#### KUTIPAN PILIHAN

Kedua, kredibilitas. Ini menyangkut komitmen, integritas, kejujuran, konsistensi dan keberanian seorang pemimpin untuk bertanggung jawab atas pilihannya. Bukan jenis pemimpin dengan mental “tempe”, selalu ragu-ragu dan serba lambat mengambil keputusan diantara sekian banyak pilihan yang memang mustahil sempurna. Pemimpin yang kredibilitasnya mumpuni, sejak semula berkuasa siap mempertanggungjawabkan kegagalan tanpa mencari kambing belang. Ia lebih suka mencari apa yang keliru untuk diperbaiki ketimbang mencari siapa yang patut disalahkan. Kredibilitas juga mengandung pengertian adanya ketenangan batin seorang pemimpin untuk memberikan reaksi yang tepat terutama dalam kedaaan kritis. Selain tentu, saja kredibilitas juga menyangkut aspek kecakapan dan ketrampilan tehnis memimpin.

Ketiga, inspirasi keteladanan. Boleh jadi ini aspek kepemimpinan yang terpenting dan sekaligus teramat sulit untuk kita temukan kini. Banyak pemimpin di negeri ini yang gagal menjadi sumber inspirasi keteladanan. Mereka tidak sanggup berdiri di barisan terdepan dalam memberi teladan dari dirinya dan lingkungan kekuasaannya yang terdekatnya. Pemimpin yang inspiratif, semestinya sanggup secara otentik menunjukkan ketulusan satunya ucapan dengan tindakan, satunya seruan dengan pelaksanaan, satunya tekad dengan perbuatan.

########
#### DAFTAR DATA

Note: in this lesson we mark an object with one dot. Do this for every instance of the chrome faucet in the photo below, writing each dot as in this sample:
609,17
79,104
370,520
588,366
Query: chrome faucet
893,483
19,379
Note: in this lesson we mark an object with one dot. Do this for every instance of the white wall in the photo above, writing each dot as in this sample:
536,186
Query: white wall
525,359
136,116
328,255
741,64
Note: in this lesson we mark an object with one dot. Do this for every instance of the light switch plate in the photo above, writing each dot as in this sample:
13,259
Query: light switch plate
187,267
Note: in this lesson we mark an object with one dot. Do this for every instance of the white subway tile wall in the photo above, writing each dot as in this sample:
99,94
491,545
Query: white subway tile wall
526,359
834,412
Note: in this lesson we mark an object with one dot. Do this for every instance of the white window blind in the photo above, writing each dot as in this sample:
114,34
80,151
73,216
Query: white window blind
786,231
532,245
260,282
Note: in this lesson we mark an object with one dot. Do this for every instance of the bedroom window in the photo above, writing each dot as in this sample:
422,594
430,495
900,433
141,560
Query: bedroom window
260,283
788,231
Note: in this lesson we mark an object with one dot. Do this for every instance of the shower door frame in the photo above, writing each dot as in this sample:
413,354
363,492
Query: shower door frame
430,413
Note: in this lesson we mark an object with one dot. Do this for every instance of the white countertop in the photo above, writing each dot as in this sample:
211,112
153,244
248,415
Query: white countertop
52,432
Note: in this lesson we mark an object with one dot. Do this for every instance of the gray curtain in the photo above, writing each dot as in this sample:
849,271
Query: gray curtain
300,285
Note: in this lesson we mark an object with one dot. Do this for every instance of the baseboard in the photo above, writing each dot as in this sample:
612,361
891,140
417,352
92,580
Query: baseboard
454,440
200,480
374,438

########
#### DAFTAR DATA

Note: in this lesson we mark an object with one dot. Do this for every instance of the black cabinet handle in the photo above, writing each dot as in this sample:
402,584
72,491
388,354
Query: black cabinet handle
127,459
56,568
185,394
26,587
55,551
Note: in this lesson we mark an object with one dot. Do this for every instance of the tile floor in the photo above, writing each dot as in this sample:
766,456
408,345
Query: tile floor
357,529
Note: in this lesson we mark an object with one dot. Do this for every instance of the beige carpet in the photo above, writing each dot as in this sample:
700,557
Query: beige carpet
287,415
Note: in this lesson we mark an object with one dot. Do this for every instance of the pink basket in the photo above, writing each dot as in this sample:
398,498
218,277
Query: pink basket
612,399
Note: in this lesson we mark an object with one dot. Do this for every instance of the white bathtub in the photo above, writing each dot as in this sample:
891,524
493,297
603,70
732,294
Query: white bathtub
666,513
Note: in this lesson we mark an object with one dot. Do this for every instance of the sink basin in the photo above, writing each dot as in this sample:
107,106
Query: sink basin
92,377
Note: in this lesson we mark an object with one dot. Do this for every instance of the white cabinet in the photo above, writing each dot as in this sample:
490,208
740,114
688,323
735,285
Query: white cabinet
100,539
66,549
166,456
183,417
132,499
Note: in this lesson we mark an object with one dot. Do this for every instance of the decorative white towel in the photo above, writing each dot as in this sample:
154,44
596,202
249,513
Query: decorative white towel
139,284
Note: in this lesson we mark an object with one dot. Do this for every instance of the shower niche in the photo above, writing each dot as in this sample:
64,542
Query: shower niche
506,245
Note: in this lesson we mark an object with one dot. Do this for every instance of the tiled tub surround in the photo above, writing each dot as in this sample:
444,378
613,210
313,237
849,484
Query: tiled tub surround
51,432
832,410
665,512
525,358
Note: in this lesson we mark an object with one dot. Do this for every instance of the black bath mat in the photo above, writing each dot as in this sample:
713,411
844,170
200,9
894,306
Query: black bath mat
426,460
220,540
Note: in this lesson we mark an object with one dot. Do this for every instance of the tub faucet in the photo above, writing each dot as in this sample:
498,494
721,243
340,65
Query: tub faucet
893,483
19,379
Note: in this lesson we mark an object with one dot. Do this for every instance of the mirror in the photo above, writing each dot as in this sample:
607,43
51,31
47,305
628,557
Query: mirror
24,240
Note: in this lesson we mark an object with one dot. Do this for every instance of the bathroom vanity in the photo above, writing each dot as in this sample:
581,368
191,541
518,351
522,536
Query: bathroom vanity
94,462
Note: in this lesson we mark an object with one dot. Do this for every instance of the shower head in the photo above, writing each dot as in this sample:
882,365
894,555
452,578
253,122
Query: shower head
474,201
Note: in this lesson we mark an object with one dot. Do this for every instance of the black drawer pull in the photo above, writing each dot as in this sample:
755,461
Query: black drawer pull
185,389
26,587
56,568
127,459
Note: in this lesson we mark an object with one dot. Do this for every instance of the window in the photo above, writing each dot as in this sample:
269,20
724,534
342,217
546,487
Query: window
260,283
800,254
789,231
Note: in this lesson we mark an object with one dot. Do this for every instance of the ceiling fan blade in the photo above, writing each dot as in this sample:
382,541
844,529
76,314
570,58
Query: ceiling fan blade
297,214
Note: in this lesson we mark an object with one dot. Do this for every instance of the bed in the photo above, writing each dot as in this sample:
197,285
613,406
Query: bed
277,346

########

→ PERMINTAAN TERTULIS A:
Jawab pertanyaan berikut berdasarkan kutipan tentang kepemimpinan, masing-masing pada satu baris:
(i) Menurut kutipan, pemimpin yang kredibilitasnya mumpuni lebih suka mencari apa ketimbang mencari siapa yang patut disalahkan?
(ii) Aspek kepemimpinan apa yang disebut boleh jadi terpenting dan sekaligus teramat sulit ditemukan kini?
(iii) Dalam keadaan apa ketenangan batin pemimpin terutama diperlukan untuk memberikan reaksi yang tepat?
→ PERMINTAAN TERTULIS B: Ringkas kutipan tentang kepemimpinan ini dalam dua kalimat.
Daftar tersebut tidak berperan dalam hal ini.

→ JAWABAN LENGKAP A:
(i) Apa yang keliru untuk diperbaiki.
(ii) Inspirasi keteladanan.
(iii) Dalam keadaan kritis.

→ JAWABAN LENGKAP B: Kredibilitas seorang pemimpin menyangkut komitmen, integritas, kejujuran, konsistensi, dan keberanian bertanggung jawab atas pilihannya, juga ketenangan batin dalam keadaan kritis serta kecakapan teknis memimpin. Inspirasi keteladanan disebut boleh jadi aspek terpenting sekaligus tersulit ditemukan kini, dan banyak pemimpin gagal menjadi sumber teladan, padahal pemimpin yang inspiratif semestinya menyatukan ucapan dengan tindakan.